## [Task inputs]
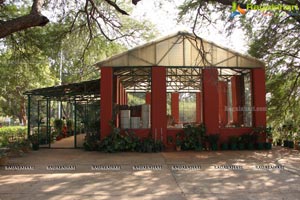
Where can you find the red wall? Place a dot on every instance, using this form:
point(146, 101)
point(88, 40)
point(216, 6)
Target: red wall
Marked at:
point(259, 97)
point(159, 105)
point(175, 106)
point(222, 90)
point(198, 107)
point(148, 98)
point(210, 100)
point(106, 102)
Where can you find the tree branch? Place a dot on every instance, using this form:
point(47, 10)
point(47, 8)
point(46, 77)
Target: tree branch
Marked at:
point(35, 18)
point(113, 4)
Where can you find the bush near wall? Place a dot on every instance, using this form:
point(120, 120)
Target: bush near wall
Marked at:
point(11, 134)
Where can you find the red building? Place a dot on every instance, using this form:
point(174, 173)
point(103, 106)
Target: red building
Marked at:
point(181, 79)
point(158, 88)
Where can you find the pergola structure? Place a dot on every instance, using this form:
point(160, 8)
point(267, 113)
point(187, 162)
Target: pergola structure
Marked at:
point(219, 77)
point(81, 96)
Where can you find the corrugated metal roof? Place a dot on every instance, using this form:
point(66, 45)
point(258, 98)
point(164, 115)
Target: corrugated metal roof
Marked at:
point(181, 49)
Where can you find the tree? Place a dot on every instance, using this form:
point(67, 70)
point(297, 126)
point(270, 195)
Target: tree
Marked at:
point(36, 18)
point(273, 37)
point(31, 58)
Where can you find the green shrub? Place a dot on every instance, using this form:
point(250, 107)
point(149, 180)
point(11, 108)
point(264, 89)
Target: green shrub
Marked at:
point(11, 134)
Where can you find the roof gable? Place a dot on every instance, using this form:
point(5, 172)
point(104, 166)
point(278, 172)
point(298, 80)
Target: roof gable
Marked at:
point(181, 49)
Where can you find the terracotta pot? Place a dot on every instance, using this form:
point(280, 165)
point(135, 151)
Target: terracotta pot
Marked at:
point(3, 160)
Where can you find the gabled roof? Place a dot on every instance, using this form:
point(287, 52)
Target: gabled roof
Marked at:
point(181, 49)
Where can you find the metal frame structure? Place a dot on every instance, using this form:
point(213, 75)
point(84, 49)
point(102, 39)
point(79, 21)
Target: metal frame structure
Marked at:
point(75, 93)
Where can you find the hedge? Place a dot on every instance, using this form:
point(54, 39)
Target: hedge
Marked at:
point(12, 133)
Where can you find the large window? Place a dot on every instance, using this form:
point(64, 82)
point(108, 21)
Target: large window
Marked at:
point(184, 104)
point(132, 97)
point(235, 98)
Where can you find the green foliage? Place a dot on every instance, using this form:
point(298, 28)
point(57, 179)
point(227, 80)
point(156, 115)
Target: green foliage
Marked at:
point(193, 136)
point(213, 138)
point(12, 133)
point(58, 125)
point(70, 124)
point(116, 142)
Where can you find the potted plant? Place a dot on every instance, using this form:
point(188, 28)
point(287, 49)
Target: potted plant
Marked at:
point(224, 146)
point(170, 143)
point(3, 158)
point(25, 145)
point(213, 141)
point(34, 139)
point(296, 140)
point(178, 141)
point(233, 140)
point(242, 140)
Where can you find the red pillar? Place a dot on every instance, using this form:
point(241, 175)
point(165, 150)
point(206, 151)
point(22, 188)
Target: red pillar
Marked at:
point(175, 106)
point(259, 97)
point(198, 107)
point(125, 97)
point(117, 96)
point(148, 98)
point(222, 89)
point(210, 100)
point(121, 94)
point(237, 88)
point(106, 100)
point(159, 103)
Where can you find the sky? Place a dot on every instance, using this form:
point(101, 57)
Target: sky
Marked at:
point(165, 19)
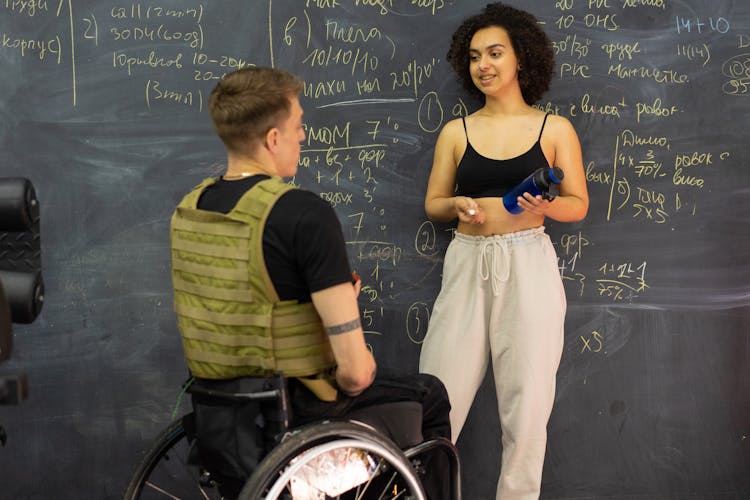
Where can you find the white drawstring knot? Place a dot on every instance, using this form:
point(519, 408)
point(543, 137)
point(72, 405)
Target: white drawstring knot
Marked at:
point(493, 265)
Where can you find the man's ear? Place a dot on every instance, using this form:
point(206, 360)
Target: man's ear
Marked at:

## [What you will do]
Without any picture, return exactly the lines of the records above from the first through the line that contains "point(213, 75)".

## [Solution for this task]
Where can you find the red wall? Place a dot on every instance, using this form:
point(146, 101)
point(88, 40)
point(216, 6)
Target: red wall
Marked at:
point(259, 97)
point(159, 105)
point(175, 106)
point(222, 90)
point(198, 107)
point(148, 98)
point(210, 100)
point(106, 102)
Where can you find the tree branch? Place a dot on every instance, using this form:
point(47, 10)
point(47, 8)
point(46, 77)
Target: tree branch
Marked at:
point(35, 18)
point(113, 4)
Where can you find the bush near wall? Place a dot on every instance, using this form:
point(120, 120)
Target: bush near wall
Marked at:
point(11, 134)
Where can you find the red building? Place a dot on every instance, using this form:
point(174, 173)
point(103, 106)
Target: red building
Marked at:
point(181, 79)
point(158, 88)
Where can you find the pergola structure? Place a dot on every instance, using this form:
point(160, 8)
point(267, 113)
point(187, 162)
Target: pergola structure
Marked at:
point(219, 77)
point(81, 96)
Where can you find the corrugated metal roof? Place a dot on every instance, using this form:
point(66, 45)
point(258, 98)
point(164, 115)
Target: corrugated metal roof
Marked at:
point(181, 49)
Where can you find the tree? Place a dot on every instance, using this form:
point(67, 70)
point(297, 126)
point(270, 195)
Target: tree
Marked at:
point(36, 18)
point(273, 37)
point(31, 58)
Where can you find the green shrub? Place a dot on every instance, using this form:
point(250, 107)
point(149, 180)
point(11, 108)
point(264, 89)
Target: green shrub
Marked at:
point(11, 134)
Where can you find the roof gable? Place a dot on every instance, using this form:
point(5, 172)
point(104, 166)
point(278, 172)
point(298, 80)
Target: roof gable
Marked at:
point(181, 49)
Where can you find the terracotta pot? Place a dot on every instance, using this form:
point(280, 165)
point(135, 151)
Target: terracotta pot
Marked at:
point(3, 160)
Where can you find the gabled roof? Place a dot on every instance, using this form:
point(287, 52)
Target: gabled roof
Marked at:
point(181, 49)
Where can you find the metal frame structure? Place a dot on every instance, using this form:
point(213, 75)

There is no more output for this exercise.